§ Excerpted text:
================
Phra Dhammachayo was charged with embezzlement in the late 1990s and removed from his position. But he was cleared of the charges and reinstated as abbot after Mr. Thaksin became prime minister. Many Shinawatra supporters, better known as the red shirts, are hardcore loyalists of Phra Dhammachayo.
Much like Mr. Thaksin challenged the political domination of the traditional Thai elites — namely royalists, the military and big business — Dhammakaya’s brash form of Buddhism threatens the belief system of Thai conservatives. Together the Shinawatras and this sect seem to erode traditional forms of authority, and so in the junta’s view, must be quieted.
Buddhism is one prong of the holy trinity that makes Thai identity, alongside the nation and the monarchy. It is the state religion, and a compulsory subject of study in public schools. The king is considered to be Buddhism’s ultimate patron and the gatekeeper of the Sangha, the Buddhist monastic order.
================
§ Direction 1: Add -128 to every coordinate in the answers of the entries that start with the line containing "Task: annotate each instance of the stainless steel microwave" and go on through the line containing "x=526 y=200". Write out only those lines again, with the requests unchanged.
================
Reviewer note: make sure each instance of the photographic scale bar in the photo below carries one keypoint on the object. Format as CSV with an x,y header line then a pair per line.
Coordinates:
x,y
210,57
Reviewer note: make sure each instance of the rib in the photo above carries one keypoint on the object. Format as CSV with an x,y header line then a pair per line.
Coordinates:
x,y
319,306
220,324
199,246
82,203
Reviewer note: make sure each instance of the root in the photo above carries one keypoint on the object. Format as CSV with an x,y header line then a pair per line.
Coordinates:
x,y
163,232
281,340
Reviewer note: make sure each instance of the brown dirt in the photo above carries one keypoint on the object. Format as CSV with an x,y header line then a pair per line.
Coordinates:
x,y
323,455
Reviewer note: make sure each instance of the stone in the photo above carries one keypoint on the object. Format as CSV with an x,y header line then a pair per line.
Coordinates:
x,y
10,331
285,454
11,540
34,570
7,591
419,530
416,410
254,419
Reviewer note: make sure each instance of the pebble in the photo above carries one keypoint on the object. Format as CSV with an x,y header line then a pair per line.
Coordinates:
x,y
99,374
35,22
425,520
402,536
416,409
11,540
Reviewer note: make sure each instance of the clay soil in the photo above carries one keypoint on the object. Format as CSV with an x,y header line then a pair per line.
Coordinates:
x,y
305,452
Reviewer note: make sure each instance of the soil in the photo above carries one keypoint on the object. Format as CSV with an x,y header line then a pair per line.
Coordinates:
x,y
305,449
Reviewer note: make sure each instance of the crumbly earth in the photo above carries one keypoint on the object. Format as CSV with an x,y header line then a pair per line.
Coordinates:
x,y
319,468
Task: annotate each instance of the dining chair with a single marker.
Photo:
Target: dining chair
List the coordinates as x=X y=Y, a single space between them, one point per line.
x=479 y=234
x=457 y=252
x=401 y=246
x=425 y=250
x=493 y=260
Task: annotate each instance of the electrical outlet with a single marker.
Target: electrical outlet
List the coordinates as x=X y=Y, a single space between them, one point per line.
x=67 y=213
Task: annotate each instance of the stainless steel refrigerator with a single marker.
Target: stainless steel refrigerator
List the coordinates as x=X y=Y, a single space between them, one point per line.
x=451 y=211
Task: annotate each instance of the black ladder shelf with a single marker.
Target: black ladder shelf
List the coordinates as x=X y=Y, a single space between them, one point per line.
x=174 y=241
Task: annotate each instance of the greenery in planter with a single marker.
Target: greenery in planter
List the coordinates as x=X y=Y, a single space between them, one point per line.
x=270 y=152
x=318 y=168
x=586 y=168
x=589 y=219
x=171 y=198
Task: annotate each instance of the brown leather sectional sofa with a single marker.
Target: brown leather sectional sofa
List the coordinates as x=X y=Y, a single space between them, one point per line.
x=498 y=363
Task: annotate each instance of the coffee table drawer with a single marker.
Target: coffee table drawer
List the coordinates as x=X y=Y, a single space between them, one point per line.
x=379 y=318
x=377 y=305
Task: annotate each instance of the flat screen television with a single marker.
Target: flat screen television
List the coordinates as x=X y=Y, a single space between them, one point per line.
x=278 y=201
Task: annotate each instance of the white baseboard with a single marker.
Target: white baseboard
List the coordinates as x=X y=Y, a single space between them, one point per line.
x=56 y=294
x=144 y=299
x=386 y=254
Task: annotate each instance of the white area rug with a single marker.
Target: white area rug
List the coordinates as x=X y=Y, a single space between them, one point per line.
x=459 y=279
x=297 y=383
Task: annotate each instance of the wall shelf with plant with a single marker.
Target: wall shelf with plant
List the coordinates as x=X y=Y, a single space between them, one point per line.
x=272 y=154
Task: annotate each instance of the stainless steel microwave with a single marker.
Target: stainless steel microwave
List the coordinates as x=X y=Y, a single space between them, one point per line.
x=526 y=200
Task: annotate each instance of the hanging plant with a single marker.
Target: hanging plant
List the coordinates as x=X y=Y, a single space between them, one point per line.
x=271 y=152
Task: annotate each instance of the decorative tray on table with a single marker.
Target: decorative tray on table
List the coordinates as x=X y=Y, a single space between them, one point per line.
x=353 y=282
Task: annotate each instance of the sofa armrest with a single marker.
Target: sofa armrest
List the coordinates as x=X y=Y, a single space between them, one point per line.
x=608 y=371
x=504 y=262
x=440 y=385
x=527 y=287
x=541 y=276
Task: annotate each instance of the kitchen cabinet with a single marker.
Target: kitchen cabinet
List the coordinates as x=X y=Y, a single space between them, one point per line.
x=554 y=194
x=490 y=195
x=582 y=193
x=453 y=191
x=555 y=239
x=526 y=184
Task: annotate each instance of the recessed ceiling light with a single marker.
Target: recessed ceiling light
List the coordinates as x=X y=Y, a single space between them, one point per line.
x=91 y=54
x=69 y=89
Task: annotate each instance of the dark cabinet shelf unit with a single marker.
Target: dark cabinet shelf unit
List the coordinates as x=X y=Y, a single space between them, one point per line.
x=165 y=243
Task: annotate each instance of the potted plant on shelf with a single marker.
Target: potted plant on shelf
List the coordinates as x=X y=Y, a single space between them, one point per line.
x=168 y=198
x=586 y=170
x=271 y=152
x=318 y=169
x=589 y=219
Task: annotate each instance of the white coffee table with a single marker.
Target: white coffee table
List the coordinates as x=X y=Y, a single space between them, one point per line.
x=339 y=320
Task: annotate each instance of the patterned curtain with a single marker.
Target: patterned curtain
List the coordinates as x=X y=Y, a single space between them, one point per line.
================
§ Direction 2: For each statement, say whether it agrees with the passage on Thai Buddhism and politics, and quote the words that decide it: (a) Phra Dhammachayo was convicted of embezzlement and kept out of his post. (b) Buddhism is a compulsory subject of study in Thai public schools. (c) The red shirts are critics of Phra Dhammachayo.

§ Reply 1:
Task: annotate each instance of the stainless steel microwave with a single marker.
Target: stainless steel microwave
List the coordinates as x=X y=Y, a single space between them, one point per line.
x=398 y=72

§ Reply 2:
(a) No: "But he was cleared of the charges and reinstated as abbot after Mr. Thaksin became prime minister."
(b) Yes: "It is the state religion, and a compulsory subject of study in public schools."
(c) No: "Many Shinawatra supporters, better known as the red shirts, are hardcore loyalists of Phra Dhammachayo."